| PAGE EXCERPT |
-*-
Performance Period: January 1, 2015 – December 31, 2015.

Plan Eligibility: The plan in 2015 is targeted to the Executive Team and their direct reports who are at a Director level, or more senior. In rare instances, the plan will include others whose responsibilities include a large and/or complex set of deliverables. Participation in this Incentive Plan precludes participation in any local incentive plan. Participants are approved by Alere’s CEO and Alere’s Compensation Committee.

Plan Components: There are two major components to the plan: funding of the incentive pool and distribution of incentives/bonus earned.

Funding: The plan is funded based on the Company’s performance in 2 metrics: Earnings Per Share (EPS) and Organic Growth. The Compensation Committee shall separately approve the applicable targets for each, at 50% (minimum,) 100% (target) and 150% (maximum.) Actual performance against EPS and Organic Growth targets is weighed equally (50%) and together will determine the percent of the incentive pool that is actual earned, and funded. In the event that neither target is met at the minimum level, the plan would be funded at 25% of target, to allow for discretionary recognition of individuals who excelled in their contribution during the year. If one of the two targets is not met at minimum, the pool would fund at 50% of target.
-*-
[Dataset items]
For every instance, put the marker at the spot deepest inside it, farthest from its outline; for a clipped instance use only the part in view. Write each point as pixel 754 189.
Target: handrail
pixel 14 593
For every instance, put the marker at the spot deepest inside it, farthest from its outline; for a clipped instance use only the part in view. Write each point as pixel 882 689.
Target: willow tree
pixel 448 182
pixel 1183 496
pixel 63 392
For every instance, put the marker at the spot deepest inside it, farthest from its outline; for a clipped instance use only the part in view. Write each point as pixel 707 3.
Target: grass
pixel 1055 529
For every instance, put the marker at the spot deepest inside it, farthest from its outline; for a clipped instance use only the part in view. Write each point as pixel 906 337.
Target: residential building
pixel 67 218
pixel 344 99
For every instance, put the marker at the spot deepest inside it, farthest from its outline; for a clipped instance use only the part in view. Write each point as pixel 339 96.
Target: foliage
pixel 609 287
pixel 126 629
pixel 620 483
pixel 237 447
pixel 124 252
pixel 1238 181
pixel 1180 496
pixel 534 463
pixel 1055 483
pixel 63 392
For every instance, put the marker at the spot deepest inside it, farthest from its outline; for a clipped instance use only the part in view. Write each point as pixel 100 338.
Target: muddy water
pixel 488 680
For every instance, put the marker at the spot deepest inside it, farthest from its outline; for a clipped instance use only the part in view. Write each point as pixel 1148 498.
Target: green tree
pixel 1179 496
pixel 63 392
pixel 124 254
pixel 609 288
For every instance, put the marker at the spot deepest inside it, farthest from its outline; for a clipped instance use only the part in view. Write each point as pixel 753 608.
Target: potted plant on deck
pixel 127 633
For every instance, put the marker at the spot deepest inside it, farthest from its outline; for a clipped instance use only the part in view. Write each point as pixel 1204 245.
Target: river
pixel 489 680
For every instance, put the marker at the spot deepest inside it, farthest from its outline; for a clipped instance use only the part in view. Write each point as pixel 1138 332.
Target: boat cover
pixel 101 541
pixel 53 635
-*-
| TASK PROMPT |
Reproduce word for word the part of the incentive plan excerpt that opens with the words containing "Plan Components: There" and closes with "50% of target.". These items come from a separate source.

| SOLUTION TO THIS TASK |
Plan Components: There are two major components to the plan: funding of the incentive pool and distribution of incentives/bonus earned.

Funding: The plan is funded based on the Company’s performance in 2 metrics: Earnings Per Share (EPS) and Organic Growth. The Compensation Committee shall separately approve the applicable targets for each, at 50% (minimum,) 100% (target) and 150% (maximum.) Actual performance against EPS and Organic Growth targets is weighed equally (50%) and together will determine the percent of the incentive pool that is actual earned, and funded. In the event that neither target is met at the minimum level, the plan would be funded at 25% of target, to allow for discretionary recognition of individuals who excelled in their contribution during the year. If one of the two targets is not met at minimum, the pool would fund at 50% of target.